--- EXERCISE DETAILS ---
Start with the first line of the data and end with the line that holds "Query: tree trunk"; write out each one exactly.

--- PROVIDED DATA ---
*** Block opens ***

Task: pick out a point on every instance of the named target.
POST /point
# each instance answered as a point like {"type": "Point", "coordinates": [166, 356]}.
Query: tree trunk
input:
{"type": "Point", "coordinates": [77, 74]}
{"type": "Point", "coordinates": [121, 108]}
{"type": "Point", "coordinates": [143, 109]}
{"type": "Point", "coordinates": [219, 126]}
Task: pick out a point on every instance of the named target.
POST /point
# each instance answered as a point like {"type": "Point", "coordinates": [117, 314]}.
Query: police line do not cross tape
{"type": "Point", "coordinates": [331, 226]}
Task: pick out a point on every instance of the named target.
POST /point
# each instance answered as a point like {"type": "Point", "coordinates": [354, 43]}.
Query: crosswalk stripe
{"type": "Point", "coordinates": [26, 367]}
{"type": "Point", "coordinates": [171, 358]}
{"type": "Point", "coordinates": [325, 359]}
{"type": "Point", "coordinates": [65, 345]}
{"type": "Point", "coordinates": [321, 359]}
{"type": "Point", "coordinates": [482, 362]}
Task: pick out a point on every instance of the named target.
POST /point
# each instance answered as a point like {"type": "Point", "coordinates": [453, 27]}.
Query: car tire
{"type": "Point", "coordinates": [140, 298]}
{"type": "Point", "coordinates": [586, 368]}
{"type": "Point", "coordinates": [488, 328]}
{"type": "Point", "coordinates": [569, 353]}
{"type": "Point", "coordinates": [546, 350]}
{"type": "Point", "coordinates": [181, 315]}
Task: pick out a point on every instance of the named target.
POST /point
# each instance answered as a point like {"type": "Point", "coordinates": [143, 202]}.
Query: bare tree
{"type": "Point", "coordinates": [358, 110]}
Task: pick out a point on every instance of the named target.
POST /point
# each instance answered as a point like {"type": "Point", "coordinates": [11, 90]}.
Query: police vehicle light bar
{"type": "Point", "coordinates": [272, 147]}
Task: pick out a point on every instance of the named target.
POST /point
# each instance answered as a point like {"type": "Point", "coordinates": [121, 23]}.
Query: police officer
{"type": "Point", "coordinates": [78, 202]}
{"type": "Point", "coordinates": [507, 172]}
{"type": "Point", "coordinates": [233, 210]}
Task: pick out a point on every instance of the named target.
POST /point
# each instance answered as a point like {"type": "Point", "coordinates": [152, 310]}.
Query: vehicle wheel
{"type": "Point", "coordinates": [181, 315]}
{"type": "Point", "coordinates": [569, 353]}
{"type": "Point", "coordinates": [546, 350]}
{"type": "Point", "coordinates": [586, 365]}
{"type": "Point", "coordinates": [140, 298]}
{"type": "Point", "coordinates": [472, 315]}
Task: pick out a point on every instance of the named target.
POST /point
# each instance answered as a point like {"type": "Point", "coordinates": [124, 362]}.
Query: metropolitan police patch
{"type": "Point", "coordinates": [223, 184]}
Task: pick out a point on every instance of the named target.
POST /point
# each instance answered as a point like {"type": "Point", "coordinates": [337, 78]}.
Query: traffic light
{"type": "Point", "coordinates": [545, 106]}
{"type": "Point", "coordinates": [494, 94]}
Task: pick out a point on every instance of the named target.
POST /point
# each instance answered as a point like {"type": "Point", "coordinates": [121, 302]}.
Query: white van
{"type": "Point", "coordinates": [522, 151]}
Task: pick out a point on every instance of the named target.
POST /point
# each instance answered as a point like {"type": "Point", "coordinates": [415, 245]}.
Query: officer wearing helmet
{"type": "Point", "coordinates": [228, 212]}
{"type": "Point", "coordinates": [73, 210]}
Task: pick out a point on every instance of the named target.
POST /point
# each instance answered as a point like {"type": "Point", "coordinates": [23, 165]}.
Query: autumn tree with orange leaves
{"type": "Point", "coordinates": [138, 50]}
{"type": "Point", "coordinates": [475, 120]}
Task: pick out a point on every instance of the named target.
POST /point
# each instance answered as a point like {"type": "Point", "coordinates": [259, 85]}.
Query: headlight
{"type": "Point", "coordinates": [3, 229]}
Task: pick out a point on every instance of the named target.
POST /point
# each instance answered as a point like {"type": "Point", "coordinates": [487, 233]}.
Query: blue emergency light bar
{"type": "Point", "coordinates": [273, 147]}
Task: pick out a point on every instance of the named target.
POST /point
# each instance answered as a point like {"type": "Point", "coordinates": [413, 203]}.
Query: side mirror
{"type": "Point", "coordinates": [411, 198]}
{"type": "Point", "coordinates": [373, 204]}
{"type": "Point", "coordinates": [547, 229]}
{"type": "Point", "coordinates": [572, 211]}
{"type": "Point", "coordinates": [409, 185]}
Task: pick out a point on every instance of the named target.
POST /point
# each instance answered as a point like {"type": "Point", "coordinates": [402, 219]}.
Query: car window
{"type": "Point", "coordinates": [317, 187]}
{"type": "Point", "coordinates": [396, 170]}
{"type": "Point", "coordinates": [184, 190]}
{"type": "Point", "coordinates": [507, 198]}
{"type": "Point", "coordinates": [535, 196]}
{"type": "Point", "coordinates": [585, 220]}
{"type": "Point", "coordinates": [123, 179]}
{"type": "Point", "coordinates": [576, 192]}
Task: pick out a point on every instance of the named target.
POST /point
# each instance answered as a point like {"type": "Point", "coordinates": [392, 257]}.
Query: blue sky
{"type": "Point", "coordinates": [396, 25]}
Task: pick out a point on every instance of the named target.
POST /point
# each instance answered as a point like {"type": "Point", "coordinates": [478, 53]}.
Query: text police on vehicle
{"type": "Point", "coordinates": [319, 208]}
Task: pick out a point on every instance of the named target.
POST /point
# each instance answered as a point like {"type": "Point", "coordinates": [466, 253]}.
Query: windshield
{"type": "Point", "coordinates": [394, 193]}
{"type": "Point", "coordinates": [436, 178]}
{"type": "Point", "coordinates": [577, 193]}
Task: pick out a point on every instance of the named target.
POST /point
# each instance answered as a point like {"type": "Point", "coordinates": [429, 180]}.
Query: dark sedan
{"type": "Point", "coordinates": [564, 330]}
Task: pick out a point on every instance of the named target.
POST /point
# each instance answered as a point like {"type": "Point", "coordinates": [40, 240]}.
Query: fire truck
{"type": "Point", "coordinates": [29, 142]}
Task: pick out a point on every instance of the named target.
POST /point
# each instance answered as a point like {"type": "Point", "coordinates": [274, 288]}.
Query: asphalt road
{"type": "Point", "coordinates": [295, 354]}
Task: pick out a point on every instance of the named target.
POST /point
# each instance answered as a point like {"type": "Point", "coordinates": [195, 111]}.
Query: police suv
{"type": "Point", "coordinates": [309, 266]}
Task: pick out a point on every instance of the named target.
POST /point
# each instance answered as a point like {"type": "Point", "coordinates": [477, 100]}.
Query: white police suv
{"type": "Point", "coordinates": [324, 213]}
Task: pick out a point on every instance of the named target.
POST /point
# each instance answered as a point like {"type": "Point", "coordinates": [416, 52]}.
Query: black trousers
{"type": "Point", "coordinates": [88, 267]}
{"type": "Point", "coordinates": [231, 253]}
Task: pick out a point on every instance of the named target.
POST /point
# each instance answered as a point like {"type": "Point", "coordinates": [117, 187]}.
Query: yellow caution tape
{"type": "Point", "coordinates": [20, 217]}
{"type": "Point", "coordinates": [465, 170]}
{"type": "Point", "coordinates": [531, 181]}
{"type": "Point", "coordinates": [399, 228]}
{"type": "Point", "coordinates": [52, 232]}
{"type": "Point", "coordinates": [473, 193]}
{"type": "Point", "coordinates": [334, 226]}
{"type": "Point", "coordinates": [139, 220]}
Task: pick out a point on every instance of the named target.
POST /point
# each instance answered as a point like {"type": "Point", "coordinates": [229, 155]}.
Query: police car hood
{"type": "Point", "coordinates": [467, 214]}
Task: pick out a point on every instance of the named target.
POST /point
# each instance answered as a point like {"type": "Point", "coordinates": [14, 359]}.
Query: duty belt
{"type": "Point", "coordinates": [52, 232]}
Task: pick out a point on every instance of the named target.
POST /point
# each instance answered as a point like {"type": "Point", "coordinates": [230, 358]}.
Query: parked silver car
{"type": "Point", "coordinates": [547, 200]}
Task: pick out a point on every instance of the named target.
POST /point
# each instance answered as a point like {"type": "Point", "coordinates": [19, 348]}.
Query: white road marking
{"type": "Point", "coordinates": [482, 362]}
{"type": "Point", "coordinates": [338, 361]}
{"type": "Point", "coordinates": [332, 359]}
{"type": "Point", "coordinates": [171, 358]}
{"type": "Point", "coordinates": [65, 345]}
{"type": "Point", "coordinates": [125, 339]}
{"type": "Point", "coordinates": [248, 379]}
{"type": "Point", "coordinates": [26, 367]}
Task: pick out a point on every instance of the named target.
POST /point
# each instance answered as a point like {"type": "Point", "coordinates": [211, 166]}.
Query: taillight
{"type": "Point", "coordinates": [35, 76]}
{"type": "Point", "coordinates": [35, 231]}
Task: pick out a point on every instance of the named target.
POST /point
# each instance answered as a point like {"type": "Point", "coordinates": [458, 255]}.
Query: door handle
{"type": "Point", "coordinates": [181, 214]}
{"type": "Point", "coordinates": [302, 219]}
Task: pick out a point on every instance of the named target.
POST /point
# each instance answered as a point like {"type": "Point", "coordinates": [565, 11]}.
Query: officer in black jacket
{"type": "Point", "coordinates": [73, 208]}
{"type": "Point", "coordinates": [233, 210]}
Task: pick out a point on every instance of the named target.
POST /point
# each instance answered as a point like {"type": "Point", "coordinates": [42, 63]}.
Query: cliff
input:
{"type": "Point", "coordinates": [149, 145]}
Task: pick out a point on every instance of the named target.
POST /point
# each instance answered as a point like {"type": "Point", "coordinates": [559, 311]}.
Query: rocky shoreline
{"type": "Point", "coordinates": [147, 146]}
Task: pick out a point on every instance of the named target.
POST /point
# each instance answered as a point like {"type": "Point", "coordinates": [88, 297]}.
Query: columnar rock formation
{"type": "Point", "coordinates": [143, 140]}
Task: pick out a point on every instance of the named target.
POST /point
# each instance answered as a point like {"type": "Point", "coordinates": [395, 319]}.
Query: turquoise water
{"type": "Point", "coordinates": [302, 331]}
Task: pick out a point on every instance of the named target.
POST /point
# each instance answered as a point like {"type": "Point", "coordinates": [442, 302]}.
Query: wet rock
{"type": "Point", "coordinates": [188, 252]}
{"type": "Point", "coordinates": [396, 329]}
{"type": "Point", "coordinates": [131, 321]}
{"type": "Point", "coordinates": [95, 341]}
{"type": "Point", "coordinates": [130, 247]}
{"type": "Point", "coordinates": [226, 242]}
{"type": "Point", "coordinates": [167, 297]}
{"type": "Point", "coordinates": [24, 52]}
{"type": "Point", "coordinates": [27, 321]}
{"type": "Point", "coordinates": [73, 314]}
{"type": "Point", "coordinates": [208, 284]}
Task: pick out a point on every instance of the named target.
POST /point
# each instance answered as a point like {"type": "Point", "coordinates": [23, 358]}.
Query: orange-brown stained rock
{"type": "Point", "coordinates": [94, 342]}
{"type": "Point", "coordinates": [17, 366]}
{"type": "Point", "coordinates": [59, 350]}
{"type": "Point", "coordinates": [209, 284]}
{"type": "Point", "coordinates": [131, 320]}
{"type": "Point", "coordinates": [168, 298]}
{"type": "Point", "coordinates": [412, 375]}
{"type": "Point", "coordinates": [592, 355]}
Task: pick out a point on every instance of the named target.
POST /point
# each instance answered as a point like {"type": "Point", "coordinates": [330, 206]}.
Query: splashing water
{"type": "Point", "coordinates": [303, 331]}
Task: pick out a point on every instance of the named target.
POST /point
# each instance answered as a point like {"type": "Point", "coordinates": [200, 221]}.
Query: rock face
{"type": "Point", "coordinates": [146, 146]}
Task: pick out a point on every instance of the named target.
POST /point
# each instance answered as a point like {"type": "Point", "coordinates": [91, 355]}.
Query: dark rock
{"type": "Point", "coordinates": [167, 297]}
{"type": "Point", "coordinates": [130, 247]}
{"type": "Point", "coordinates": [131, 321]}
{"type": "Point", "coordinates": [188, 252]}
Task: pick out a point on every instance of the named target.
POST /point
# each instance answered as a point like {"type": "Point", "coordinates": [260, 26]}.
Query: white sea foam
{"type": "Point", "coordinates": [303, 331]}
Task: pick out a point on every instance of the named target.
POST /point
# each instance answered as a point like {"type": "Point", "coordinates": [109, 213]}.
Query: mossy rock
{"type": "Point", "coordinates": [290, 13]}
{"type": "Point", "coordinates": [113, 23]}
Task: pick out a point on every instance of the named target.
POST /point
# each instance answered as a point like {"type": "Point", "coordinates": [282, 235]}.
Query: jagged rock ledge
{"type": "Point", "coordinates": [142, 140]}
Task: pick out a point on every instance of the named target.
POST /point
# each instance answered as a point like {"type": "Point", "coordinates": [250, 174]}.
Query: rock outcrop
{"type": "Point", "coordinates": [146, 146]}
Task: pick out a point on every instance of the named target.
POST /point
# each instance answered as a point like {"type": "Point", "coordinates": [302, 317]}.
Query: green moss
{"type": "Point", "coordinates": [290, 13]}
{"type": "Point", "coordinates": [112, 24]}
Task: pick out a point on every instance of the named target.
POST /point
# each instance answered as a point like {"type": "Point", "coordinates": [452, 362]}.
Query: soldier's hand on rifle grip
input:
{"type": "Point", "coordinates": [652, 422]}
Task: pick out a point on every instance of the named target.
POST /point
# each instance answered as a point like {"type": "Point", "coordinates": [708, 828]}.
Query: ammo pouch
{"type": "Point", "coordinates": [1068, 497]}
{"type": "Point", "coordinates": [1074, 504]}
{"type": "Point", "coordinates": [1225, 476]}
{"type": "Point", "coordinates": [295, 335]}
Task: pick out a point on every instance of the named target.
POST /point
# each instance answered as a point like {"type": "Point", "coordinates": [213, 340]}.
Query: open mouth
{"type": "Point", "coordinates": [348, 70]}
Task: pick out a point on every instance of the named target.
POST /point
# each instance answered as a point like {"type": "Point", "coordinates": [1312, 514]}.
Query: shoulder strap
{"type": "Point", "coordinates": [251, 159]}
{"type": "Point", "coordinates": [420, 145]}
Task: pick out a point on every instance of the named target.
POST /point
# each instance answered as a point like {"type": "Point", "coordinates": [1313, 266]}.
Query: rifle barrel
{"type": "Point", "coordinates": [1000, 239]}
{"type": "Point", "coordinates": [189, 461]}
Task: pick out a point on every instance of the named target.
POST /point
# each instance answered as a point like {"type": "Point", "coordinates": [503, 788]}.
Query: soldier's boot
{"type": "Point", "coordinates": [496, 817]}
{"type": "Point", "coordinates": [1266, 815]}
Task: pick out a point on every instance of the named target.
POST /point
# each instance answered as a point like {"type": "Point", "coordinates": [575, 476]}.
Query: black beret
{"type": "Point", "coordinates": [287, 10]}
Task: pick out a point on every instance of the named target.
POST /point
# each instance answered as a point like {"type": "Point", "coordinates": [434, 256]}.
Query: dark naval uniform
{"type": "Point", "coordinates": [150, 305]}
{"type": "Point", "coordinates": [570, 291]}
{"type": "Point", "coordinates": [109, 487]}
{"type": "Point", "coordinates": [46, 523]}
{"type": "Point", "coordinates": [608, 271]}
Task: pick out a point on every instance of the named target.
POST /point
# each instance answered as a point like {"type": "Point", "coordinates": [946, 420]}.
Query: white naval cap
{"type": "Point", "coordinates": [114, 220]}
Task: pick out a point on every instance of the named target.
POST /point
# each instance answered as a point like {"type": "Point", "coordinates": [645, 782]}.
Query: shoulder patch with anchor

*** Block closes ***

--- EXERCISE OUTPUT ---
Task: pick out a point on every instance of the named target.
POST /point
# each instance answered as a point like {"type": "Point", "coordinates": [166, 356]}.
Query: tree trunk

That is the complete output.